▶ [TASK REQUIREMENTS] Decide whether each statement (a)–(c) agrees with the abstract on antidepressants and stroke risk. Answer yes or no for each and quote the words of the abstract that decide it: (a) the database search covered literature up to September 2018; (b) the final meta-analysis was built on randomized controlled trials; (c) SSRI users showed a higher risk of hemorrhagic stroke than of ischemic stroke.
*** DOCUMENT SEGMENT
Supplementary Material for: Use of Antidepressants and Risk of Incident Stroke: A Systematic Review and Meta-Analysis
2019-06-19T09:07:44Z (GMT) by
Background: Both depression and use of antidepressants have been reported to be risk factors for stroke, but results from the literature are still not conclusive regarding the risk attributable to antidepressants rather than to the underlying disease. Objective: To estimate the risk of incident stroke associated with use of antidepressants, a meta-analysis was performed. Methods: PubMed, Medline, Cochrane, ProQuest, Scopus, and bibliographies of articles were searched up to September 2018. The final meta-analysis included 31 observational studies. STROBE statement-checklist and GRADE guidelines were used for quality assessment. Results: The random-effects meta-analysis on the association between use of any antidepressant and risk of any stroke resulted in meta-risk ratio (RR) of 1.41 (95% CI 1.13–1.69, I2 = 93, 7%). The pooled estimate for selective serotonin reuptake inhibitors (SSRIs) resulted in a meta-RR of 1.41 (95% CI 1.13–1.69, I2 = 94, 5%) and for tricyclic antidepressants (TCAs) of 1.08 (95% CI 0.93–1.22, I2 = 0%). SSRI users displayed a higher risk of ischemic (1.57, 95% CI 1.06–2.09, I2 = 96.4%) than hemorrhagic stroke (1.34, 95% CI 1.15–1.53, I2 = 72.9%). Meta-RRs were lower for TCA, although with smaller heterogeneity (ischemic 1.22, 95% CI 0.97–1.46; I2 = 0%; hemorrhagic: 1.00, 95% CI 0.83–1.18, I2 = 0%). Restricting to studies on depressed individuals, both SSRI and TCA remained associated with an increased risk of any stroke type (meta-RR for SSRI: 1.27, 95% CI 1.11–1.43, I2 = 76.6%; meta-RR for TCA: 1.21 (95% CI 1.02–1.40, I2 = 47, 3%). Conclusions: Despite the high heterogeneity, these results demonstrate that even after adjusting for depression, use of antidepressants retains an independent increased risk of stroke.
******
*** RECORD SET
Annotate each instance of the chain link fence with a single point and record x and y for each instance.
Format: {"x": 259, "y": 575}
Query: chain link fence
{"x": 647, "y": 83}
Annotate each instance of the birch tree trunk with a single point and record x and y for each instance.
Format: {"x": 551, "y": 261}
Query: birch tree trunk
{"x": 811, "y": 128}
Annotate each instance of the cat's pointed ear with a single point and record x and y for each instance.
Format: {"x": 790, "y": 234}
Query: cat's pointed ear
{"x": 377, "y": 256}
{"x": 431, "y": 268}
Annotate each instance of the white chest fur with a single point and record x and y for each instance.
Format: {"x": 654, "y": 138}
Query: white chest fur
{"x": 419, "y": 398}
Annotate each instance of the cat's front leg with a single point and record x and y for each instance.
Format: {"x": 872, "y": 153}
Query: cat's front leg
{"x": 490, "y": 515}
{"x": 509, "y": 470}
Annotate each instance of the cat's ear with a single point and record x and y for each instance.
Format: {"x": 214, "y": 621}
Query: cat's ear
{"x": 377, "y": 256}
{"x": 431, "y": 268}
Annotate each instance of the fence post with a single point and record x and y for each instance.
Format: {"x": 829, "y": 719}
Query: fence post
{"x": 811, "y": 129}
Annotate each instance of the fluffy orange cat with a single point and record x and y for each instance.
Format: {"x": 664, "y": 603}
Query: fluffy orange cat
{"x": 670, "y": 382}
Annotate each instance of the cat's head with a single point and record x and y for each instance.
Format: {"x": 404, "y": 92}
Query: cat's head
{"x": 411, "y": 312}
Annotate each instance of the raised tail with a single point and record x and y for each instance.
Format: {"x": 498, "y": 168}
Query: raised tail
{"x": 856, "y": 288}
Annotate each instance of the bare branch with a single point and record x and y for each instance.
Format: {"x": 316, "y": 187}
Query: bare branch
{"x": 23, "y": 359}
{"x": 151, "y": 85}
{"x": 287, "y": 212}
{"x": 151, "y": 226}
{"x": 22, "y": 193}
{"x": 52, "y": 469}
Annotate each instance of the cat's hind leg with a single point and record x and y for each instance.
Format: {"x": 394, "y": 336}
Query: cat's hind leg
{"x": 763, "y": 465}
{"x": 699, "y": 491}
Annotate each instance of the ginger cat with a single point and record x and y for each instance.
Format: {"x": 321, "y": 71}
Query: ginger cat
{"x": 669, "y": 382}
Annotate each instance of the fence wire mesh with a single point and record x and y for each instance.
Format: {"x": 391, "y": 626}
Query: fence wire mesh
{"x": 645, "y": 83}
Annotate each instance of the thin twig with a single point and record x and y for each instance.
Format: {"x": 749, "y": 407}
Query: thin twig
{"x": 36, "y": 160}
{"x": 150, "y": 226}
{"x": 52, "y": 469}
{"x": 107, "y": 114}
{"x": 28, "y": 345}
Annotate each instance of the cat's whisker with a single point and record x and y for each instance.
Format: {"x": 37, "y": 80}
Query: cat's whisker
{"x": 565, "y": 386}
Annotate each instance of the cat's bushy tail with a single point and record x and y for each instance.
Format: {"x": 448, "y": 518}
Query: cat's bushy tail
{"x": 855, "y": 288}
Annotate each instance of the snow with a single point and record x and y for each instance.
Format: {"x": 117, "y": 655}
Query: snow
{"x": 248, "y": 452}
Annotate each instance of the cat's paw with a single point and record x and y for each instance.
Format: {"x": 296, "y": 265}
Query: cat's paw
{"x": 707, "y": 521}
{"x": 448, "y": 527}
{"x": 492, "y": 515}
******
▶ [EXERCISE ANSWER]
(a) Yes: "searched up to September 2018"
(b) No: "The final meta-analysis included 31 observational studies."
(c) No: "SSRI users displayed a higher risk of ischemic (1.57, 95% CI 1.06–2.09, I2 = 96.4%) than hemorrhagic stroke"